==== INFORMATION PROVIDED ====

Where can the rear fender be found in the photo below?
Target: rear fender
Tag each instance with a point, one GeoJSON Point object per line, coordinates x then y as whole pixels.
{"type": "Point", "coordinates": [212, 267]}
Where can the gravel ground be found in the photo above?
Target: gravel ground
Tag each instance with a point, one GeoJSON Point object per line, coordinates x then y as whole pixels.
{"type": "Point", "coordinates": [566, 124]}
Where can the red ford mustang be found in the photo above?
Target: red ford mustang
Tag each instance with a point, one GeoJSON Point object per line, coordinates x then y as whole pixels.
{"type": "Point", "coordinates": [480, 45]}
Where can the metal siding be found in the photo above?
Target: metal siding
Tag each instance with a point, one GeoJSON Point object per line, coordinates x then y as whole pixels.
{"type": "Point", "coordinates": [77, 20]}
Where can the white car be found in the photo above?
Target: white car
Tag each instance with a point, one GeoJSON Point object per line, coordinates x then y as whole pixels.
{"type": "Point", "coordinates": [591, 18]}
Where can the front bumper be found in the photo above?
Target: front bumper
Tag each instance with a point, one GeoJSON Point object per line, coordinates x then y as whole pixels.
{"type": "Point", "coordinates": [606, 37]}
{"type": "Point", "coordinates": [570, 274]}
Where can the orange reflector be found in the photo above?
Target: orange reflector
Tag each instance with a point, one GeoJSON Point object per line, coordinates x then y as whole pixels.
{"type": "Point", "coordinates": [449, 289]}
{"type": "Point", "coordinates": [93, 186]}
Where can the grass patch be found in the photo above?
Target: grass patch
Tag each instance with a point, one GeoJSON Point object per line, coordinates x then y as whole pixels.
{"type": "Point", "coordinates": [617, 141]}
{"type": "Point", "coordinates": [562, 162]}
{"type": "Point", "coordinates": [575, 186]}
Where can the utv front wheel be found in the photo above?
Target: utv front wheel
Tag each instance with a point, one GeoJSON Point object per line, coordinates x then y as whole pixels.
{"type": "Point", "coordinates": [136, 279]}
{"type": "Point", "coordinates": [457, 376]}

====
==== INFORMATION PROVIDED ====

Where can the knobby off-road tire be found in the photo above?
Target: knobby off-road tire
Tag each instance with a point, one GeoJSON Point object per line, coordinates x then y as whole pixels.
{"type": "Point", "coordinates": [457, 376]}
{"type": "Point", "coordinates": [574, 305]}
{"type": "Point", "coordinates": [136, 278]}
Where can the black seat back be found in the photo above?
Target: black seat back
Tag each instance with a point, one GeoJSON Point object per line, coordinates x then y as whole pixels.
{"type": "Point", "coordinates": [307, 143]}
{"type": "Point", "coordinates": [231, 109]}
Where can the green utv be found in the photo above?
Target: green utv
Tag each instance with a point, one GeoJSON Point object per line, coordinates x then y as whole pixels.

====

• ASSIGNMENT:
Restate word for word the lines in the material above from the one with "Where can the front" to the one with "Where can the orange"; both of those lines count, and nothing else does.

• EXERCISE OUTPUT:
Where can the front bumper be found in the photo above?
Target: front bumper
Tag each instance with a point, one GeoJSON Point object per line, coordinates x then y as whole pixels.
{"type": "Point", "coordinates": [606, 37]}
{"type": "Point", "coordinates": [570, 274]}
Where can the orange reflector be found in the photo above?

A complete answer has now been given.